* **Brief**: Please restate the items from the line containing "hook in the photograph above." through the end, changing "Report the position" to "Give the location" and keeping everything else the same.

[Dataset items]
########

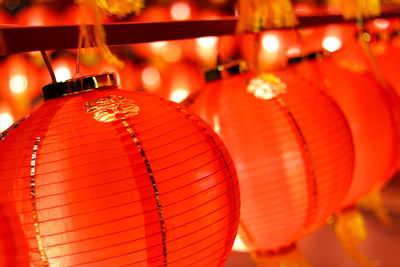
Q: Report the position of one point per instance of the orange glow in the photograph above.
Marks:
(331, 43)
(270, 43)
(151, 78)
(158, 47)
(18, 83)
(180, 11)
(381, 23)
(172, 53)
(6, 120)
(62, 73)
(207, 42)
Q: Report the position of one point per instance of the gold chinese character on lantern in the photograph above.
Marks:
(112, 108)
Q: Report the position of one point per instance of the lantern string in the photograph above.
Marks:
(48, 65)
(350, 229)
(288, 257)
(374, 203)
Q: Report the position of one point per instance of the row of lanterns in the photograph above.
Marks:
(112, 177)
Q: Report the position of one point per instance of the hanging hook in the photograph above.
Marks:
(48, 65)
(78, 56)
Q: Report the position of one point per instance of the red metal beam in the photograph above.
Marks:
(35, 38)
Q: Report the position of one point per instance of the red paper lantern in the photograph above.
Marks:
(387, 58)
(13, 245)
(292, 149)
(110, 177)
(368, 109)
(20, 83)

########

* **Solution to this exercise**:
Q: Give the location of one point per instance of the hanging hook in the photograph above.
Marks:
(48, 65)
(78, 56)
Q: Give the location of one point per instance of the red metal beam in the photograph above.
Marks:
(35, 38)
Q: Give the location of one point per instance of the red paper lantern in the photograph above.
Marks:
(387, 58)
(13, 245)
(292, 149)
(110, 177)
(368, 109)
(20, 83)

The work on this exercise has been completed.